-- Start of PAGE EXCERPT --

The Eqn. (47) in Ref. by P. Peterson, et al. presented a clean and compact formulation for the overall scope of the total scattering data processing. With reference to that and ignoring all the apparatus relevant terms, the normalized (over total number of atoms in sample) sample differential cross section can be given as,

$$\begin{equation}
    \frac{d\sigma^s}{d\Omega} = \frac{1}{A_{s,sc}N_s}\big[\frac{1}{\Phi}(1 - \Delta_{sc})(I_s^E - I_e^E) - \frac{A_{c,sc}}{A_{c,c}}\frac{1}{\Phi}(1 - \Delta_c)(I_c^E - I_e^E)\big]
\end{equation}\tag{8}$$

where the subtraction of multiple scattering contribution from the overall intensity for `sample+container` and `container only` is embedded in the coefficients $1 - \Delta_{sc}$ and $1 - \Delta_c$, respectively. Here, the formulation for both $\Delta_{sc}$ and $\Delta_c$ is presented above and in practice, they can be evaluated using the Mantid multiple scattering calculation algorithm, for `sample+container` and `container only`, respectively.

-- End of PAGE EXCERPT --
-- Start of DATA EXTRACT --

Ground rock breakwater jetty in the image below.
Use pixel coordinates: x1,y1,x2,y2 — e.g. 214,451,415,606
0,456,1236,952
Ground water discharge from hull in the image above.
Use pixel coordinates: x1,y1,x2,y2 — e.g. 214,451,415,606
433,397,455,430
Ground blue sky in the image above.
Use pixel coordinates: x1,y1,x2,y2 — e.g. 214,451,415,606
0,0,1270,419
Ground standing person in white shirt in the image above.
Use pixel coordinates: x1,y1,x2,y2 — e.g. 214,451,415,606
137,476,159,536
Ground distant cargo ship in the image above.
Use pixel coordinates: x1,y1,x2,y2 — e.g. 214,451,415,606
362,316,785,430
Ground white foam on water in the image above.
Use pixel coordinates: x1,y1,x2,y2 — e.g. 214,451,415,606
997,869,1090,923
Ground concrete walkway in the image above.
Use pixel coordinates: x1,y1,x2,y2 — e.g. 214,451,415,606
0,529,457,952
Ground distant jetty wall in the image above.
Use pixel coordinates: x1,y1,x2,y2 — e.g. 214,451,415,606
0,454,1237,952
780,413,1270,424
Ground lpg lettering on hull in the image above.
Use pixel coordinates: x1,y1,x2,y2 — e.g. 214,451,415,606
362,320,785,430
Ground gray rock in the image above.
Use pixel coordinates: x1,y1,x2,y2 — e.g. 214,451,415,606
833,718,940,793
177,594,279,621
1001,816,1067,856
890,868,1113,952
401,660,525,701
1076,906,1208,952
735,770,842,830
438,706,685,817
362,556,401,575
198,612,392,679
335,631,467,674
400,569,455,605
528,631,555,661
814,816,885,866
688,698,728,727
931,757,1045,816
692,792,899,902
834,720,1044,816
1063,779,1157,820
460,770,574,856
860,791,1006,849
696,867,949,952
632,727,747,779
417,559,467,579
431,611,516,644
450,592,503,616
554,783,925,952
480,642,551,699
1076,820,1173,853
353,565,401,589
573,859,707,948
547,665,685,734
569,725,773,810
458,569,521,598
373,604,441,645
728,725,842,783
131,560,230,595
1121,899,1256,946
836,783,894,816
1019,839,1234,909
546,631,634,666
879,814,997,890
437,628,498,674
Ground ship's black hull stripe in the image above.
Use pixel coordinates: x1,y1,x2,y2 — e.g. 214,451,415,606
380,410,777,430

-- End of DATA EXTRACT --

In the scattering data excerpt, what can be used in practice to evaluate Δ_sc and Δ_c?

■ COMPLETE OUTPUT
The Mantid multiple scattering calculation algorithm.